(WORK INSTRUCTION) Every line below that has the string "model" needs to be copied.

###

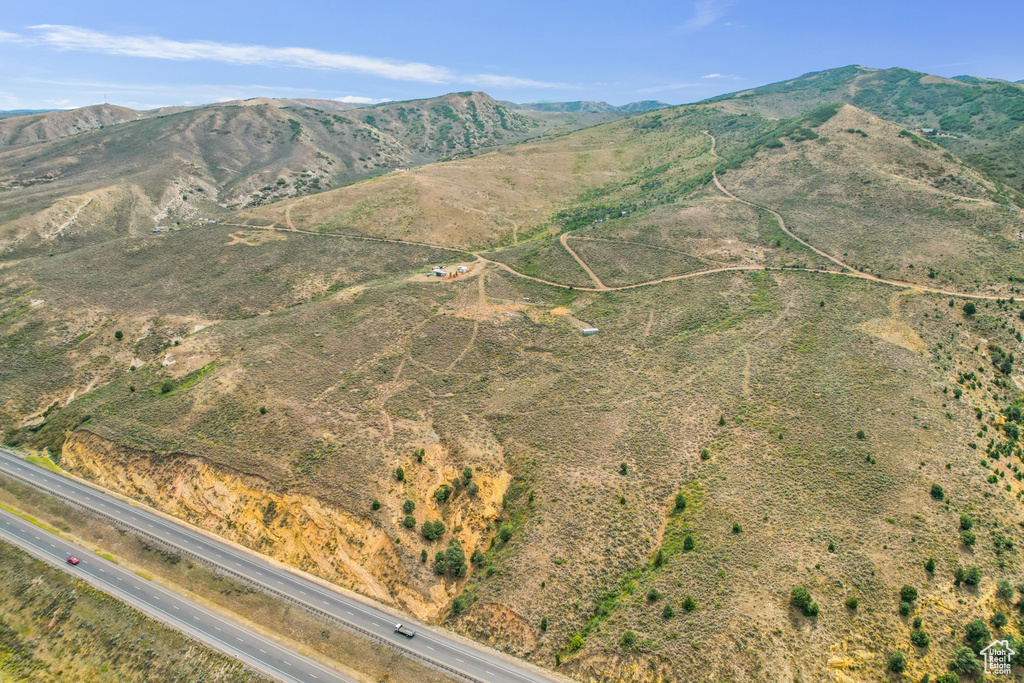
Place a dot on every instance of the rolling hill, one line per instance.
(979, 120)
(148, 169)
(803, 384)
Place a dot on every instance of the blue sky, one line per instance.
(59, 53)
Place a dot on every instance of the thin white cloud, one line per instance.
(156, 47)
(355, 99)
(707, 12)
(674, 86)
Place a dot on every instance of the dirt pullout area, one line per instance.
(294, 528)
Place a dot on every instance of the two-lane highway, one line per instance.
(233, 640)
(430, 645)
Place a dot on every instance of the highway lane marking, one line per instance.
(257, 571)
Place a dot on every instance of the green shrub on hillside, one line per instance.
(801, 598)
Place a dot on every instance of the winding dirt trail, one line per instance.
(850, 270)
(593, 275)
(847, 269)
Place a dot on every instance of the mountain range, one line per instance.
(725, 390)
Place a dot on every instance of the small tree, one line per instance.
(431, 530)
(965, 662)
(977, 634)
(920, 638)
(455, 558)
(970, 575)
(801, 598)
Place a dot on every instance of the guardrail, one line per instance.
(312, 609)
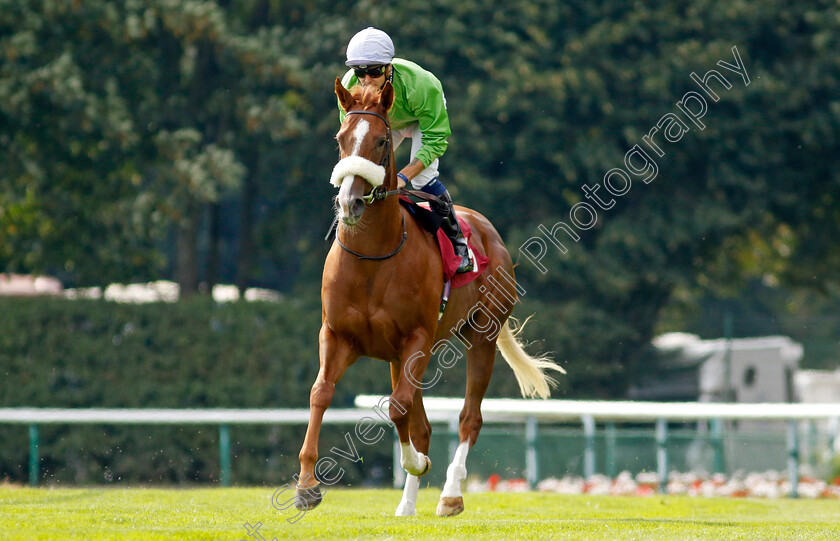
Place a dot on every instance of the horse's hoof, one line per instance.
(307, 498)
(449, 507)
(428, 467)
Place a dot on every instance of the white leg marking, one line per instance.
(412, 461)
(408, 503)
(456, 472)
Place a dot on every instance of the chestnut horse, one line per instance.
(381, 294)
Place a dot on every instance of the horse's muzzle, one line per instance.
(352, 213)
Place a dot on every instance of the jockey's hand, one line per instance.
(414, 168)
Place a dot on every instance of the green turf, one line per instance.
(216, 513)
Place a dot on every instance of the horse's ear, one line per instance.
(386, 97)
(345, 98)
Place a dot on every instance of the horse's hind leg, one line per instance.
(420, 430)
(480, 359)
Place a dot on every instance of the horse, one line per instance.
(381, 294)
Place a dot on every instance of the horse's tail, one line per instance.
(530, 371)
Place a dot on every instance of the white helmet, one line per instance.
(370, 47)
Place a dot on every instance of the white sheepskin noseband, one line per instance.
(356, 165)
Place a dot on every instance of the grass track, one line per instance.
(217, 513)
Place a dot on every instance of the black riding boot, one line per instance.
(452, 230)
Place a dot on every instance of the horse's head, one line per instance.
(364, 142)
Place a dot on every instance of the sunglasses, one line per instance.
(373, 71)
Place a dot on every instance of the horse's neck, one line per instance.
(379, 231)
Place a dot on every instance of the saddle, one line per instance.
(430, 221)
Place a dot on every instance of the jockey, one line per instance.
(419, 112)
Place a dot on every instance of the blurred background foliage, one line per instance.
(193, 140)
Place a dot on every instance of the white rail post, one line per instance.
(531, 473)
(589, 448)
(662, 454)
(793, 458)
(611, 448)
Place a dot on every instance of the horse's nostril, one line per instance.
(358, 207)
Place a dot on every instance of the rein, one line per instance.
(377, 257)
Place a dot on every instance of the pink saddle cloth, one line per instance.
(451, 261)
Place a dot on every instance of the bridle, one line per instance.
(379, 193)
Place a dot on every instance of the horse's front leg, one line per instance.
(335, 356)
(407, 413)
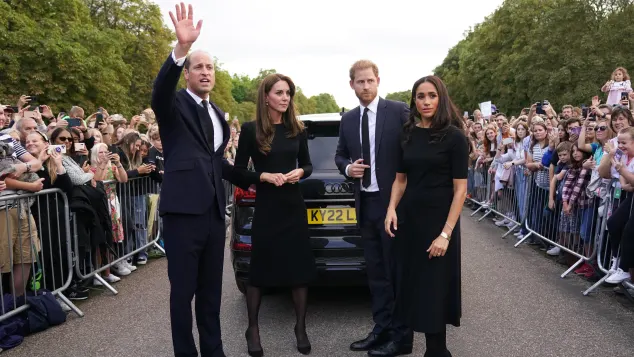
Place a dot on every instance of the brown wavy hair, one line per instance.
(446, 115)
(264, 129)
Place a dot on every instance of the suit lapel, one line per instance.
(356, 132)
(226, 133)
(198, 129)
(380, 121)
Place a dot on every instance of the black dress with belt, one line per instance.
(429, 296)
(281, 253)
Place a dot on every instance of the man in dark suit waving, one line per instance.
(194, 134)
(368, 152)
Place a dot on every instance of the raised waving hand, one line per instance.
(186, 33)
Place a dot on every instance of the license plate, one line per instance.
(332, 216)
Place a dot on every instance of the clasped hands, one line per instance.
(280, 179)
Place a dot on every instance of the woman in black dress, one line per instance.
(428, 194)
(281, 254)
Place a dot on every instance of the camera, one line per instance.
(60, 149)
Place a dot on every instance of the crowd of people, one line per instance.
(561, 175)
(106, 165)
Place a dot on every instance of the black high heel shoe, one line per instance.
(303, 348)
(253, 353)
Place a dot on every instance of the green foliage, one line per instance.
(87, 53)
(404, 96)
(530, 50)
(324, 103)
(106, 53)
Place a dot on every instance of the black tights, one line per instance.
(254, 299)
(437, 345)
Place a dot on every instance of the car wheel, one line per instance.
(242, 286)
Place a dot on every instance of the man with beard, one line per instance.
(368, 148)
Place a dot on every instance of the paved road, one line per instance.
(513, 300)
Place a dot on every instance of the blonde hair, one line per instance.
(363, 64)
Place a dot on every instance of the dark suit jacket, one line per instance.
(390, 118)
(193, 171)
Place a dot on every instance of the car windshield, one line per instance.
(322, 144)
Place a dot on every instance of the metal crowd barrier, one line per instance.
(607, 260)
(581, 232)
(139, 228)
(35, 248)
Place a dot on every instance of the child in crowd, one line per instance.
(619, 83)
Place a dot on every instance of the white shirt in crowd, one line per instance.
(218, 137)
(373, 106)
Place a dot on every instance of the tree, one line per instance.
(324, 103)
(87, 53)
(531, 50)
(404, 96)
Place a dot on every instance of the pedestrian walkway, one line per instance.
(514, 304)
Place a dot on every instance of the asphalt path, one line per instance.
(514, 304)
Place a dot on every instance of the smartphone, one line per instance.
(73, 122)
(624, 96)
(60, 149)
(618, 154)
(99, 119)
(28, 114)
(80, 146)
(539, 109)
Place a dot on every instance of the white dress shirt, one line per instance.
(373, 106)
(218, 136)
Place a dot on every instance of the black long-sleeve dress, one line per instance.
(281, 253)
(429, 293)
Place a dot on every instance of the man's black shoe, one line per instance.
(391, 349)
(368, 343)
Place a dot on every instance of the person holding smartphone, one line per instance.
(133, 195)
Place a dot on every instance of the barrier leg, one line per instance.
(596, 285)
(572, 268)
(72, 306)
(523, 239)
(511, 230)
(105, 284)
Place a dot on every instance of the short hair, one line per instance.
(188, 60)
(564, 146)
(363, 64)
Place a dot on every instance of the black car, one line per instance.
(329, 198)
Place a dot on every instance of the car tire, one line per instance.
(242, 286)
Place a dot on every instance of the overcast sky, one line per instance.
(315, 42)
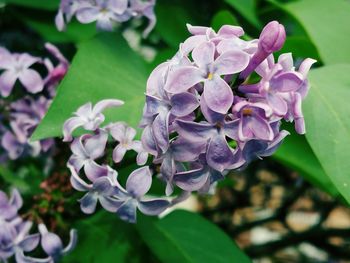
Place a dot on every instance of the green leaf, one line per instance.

###

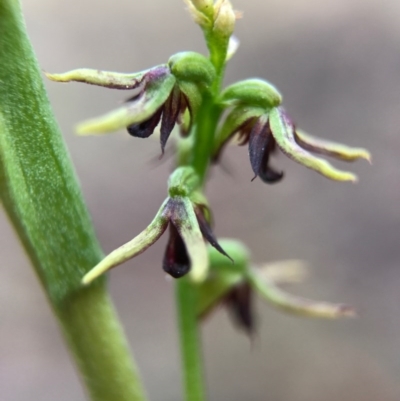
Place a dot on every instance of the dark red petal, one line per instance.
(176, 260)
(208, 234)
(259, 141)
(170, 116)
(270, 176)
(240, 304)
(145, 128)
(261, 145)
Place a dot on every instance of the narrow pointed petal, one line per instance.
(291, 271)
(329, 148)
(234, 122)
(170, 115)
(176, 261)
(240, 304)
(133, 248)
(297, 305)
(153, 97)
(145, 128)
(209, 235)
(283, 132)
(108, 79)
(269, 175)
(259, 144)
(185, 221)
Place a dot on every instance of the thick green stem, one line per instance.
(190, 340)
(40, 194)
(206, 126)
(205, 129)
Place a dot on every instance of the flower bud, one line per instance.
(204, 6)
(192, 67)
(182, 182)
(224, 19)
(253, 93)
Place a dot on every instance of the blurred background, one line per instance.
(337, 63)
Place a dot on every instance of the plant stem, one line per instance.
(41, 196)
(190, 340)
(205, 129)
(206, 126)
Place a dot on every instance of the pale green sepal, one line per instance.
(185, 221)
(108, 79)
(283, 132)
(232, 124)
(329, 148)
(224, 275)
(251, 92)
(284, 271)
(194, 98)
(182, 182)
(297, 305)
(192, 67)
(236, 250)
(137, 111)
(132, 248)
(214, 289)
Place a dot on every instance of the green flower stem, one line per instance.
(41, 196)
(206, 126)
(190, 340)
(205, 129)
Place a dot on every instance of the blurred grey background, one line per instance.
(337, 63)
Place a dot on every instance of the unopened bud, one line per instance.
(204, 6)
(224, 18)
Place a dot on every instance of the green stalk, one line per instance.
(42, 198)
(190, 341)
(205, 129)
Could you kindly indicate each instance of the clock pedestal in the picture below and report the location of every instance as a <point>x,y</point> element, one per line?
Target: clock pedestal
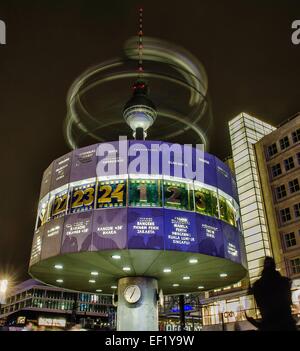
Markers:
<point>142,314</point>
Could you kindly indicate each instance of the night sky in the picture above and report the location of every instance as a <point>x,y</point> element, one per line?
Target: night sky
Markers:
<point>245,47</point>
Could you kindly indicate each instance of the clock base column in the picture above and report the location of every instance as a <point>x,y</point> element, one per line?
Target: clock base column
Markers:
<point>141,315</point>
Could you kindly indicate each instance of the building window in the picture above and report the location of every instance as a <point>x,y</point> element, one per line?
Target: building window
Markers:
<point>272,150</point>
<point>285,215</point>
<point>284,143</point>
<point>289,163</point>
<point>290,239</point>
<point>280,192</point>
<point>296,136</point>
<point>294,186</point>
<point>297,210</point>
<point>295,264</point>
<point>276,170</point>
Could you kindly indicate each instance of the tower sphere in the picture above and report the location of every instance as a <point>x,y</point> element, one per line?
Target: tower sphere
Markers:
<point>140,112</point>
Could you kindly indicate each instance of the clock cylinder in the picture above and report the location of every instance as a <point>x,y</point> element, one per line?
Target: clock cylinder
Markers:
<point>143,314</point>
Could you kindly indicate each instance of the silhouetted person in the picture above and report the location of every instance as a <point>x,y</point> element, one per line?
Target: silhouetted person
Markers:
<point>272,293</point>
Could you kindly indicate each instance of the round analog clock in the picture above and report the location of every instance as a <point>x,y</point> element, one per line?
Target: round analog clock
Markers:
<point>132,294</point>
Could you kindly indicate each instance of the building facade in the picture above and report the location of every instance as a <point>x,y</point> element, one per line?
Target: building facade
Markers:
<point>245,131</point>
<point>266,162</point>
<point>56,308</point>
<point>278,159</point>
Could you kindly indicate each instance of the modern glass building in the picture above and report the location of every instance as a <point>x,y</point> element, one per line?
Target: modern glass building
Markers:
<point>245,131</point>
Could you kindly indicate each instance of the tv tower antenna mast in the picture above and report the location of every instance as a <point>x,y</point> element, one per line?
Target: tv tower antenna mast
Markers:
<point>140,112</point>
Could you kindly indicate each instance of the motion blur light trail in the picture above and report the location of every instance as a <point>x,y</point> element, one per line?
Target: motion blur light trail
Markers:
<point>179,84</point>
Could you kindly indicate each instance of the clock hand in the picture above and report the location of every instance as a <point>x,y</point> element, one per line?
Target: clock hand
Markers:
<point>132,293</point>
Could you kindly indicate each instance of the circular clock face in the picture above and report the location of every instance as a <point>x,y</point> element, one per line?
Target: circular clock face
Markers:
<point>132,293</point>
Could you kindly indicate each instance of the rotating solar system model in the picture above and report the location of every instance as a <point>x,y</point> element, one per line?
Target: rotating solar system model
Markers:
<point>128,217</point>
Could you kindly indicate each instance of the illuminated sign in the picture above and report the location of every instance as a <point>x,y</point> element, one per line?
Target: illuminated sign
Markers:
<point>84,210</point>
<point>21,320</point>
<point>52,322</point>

###

(PROBLEM SOLUTION)
Could you kindly indicate each instance of the rotating solar system model in the picture above and report the location of every instance as a <point>x,y</point> element, one per line?
Target: rotating solar system model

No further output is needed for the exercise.